--- START ---

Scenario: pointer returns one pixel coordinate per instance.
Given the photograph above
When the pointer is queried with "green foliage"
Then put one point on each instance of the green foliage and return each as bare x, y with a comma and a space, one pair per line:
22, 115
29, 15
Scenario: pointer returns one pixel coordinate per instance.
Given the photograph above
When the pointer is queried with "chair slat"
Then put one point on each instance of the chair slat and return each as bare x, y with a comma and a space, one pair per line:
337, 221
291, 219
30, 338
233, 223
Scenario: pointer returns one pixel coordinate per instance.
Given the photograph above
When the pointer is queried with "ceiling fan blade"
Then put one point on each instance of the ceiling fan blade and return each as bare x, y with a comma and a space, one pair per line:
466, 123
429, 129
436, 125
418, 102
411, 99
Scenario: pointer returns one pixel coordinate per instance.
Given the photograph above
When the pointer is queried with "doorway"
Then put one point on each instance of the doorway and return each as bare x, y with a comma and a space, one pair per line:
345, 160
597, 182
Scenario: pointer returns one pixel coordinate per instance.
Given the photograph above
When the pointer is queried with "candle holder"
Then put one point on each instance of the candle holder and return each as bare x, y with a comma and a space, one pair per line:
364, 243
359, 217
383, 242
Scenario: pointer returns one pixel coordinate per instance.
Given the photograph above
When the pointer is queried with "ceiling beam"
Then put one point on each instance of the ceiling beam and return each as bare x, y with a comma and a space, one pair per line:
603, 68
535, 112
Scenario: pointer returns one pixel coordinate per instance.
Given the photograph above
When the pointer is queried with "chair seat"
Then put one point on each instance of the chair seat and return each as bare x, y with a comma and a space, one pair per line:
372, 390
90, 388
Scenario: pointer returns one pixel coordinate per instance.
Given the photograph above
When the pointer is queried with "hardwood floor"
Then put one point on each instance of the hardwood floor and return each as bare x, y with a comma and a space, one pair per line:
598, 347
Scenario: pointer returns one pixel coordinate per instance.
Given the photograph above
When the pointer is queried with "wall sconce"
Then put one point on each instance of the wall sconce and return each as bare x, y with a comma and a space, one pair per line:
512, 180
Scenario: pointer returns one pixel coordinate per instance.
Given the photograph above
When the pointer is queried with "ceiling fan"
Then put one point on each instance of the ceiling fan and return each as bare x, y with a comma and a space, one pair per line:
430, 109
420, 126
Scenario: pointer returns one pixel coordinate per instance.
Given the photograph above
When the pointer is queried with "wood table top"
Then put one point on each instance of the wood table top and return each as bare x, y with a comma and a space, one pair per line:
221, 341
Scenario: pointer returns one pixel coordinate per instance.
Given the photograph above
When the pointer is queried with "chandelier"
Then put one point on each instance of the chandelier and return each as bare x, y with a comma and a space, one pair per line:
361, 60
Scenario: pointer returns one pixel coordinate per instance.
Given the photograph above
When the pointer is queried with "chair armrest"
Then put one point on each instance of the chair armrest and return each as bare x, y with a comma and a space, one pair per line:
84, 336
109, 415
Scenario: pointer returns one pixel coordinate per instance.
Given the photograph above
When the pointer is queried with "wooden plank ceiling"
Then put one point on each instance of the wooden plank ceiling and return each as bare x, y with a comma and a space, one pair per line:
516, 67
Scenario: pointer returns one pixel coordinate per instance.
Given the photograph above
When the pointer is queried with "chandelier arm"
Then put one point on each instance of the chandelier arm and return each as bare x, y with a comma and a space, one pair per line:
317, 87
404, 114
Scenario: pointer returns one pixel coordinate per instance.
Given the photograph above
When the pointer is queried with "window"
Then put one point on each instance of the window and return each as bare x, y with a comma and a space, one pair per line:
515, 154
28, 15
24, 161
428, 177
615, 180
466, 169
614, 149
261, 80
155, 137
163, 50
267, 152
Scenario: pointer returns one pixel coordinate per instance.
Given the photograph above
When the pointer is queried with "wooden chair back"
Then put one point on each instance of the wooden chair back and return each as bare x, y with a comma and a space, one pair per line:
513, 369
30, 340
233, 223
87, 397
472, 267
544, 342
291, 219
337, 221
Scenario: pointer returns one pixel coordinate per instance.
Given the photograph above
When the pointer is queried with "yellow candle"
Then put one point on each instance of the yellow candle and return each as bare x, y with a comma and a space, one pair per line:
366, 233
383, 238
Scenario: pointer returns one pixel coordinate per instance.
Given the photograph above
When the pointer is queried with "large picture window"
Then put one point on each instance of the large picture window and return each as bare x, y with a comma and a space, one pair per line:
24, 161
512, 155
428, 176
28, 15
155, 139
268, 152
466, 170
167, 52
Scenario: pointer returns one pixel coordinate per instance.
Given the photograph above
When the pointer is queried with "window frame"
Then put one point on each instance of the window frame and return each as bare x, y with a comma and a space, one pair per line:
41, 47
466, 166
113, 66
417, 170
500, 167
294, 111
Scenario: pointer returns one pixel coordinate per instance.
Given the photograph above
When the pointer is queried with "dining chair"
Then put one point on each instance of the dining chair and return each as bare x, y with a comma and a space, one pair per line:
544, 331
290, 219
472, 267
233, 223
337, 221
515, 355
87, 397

--- END ---

PROBLEM TO SOLVE:
Please transcribe the data shown above in full, exactly as it stands.

RESPONSE AREA:
Scenario: pointer returns one pixel coordinate per instance.
Given the photograph above
When the pointer is queried with "green foliage"
Then put one point on each instance of the green foliage and return each as bare x, y with a comma and a space, one pair per line:
22, 115
29, 15
Scenario: pointer returns one pixel coordinate per instance.
Given the photograph above
When the pointer is queried with "chair slat"
Then put one point on each instance of the chair slat and return each as bare x, y with a comma and a space, one pair per line:
337, 221
291, 219
30, 338
233, 223
Scenario: pointer returns one pixel coordinate per instance.
Given the photograph above
When the pointer is queried with "ceiling fan blade"
Then put one point on each instance of the ceiling fan blade and return each as bare x, y with a comma and a space, one pair per line:
466, 123
429, 129
436, 125
418, 102
411, 99
Scenario: pointer returns one pixel coordinate per instance.
Given the photograph above
When the pointer is queried with "doorway"
Then put one point on each instance of the doorway and return each as bare x, y with a comma and a space, one pair per line:
345, 160
597, 182
Scenario: pointer returns one pixel coordinate per instance.
Given the photograph above
When the pointer is queried with "candle holder"
Then put one point on each instance of the candle holder and return each as bare x, y with a comma and a space, one pair per line:
364, 243
359, 217
383, 242
Scenario: pointer returns one pixel coordinate per instance.
Given the photograph above
When the pointer is queried with "ceiling beam"
Then put one point on each instance of the ceiling beam and return each as bare x, y with a comma and a space, one pair per line:
603, 68
535, 112
Scenario: pointer returns one pixel coordinate per instance.
Given the photograph above
When the pointer is queried with "chair seat"
Then put one point on each instance of the chair seat and return each as bare x, y with a comma and a space, one pair per line:
372, 390
90, 388
Scenario: pointer returns one pixel coordinate per instance.
Given the photograph above
When the pointer is queried with "hardwood floor"
Then put one point on each instance of the hardwood floor and return each as bare x, y with a comma and a space, one pair per line:
598, 347
Scenario: pointer returns one pixel coordinate per instance.
Given the photograph above
When the pointer is queried with "wall sconce"
Then put one point on each instance of the wall sconce and return each as bare x, y with a comma and a space, one pair per line:
512, 180
Scenario: pointer returns one pixel coordinate per instance.
Given the photograph above
When the pointer is queried with "ceiling fan"
Then put one point on each instance of the ceiling fan and return each as bare x, y with a comma and a space, one pair per line:
430, 109
420, 126
Scenario: pointer returns one pixel coordinate per instance.
Given the photograph above
When the pointer is queried with "wood table top"
Then put one point on each instance of the wood table top and return each as bare x, y with a comma and a space, one pair per line:
221, 341
Scenario: pointer returns one pixel coordinate per instance.
Given the photograph above
When the pointer is queried with "chandelier"
Then put one point on each instance of the chandelier and return each as bare x, y with a comma and a space, one pair per line:
361, 60
Scenario: pointer returns one pixel coordinate per instance.
Given the photograph above
When the pointer is queried with "chair armrest"
Then put one point on each instance of the chair armrest and return each as bare x, y with a comma and a space, one pair per line:
84, 336
109, 415
Scenario: pointer returns one pixel coordinate per instance.
Given the photograph above
When the pointer is queried with "wooden plank ceiling"
Then put one point on each instance of the wooden plank ceiling and return each as bare x, y with a comma and a space, one pair per line:
516, 67
Scenario: pointer returns one pixel coordinate per instance.
Given the photograph above
When the pointer is queried with "chandelier arm"
Then put one point on each instance of the chandelier arm and return each as bare x, y with a comma and a space, one pair per line:
317, 87
404, 114
Scenario: pointer returns one pixel coordinate per instance.
Given the photograph above
When the pointer is queried with "window"
Then put one point on each instance of the window and return each as bare x, y with a comma and a space, one pair per line:
515, 154
28, 15
24, 161
428, 177
615, 180
466, 169
614, 149
261, 80
155, 137
163, 50
267, 152
Scenario: pointer returns one pixel coordinate per instance.
Given the photograph above
When the pointer is queried with "wooden chair back"
Then put one point on each instance of the wooden chair back and return each as bare x, y with a comma and a space, one pair per line:
513, 369
30, 340
233, 223
87, 397
472, 267
544, 342
291, 219
337, 221
Scenario: pointer returns one pixel coordinate per instance.
Given the photograph above
When the pointer is queried with "yellow candle"
Then put one point on each instance of the yellow candle and return each as bare x, y with a comma and a space, one pair per line:
366, 233
383, 238
Scenario: pointer returns one pixel coordinate per instance.
Given the photograph above
When the pointer is queried with "large picture window"
Then put one point on each instance of the large picture window and return each as bare x, y with a comma and a space, one pair per line:
24, 161
512, 155
428, 176
28, 15
155, 139
268, 152
466, 170
167, 52
Scenario: pointer returns one pixel coordinate per instance.
Given the photograph above
When the pointer is queried with "window frame"
Then put one point on each instance of the window frame and return each as bare x, y with a comma and a space, one pair per line:
41, 47
466, 166
113, 66
417, 170
500, 167
294, 111
Scenario: pointer returns one pixel coordinate per instance.
Given the photograph above
When the pointer is queried with "dining chair"
Then put one point on each instance of the dining chair and return each as bare x, y with a comma and a space, one pair per line:
544, 331
290, 219
472, 267
233, 223
337, 221
515, 355
87, 397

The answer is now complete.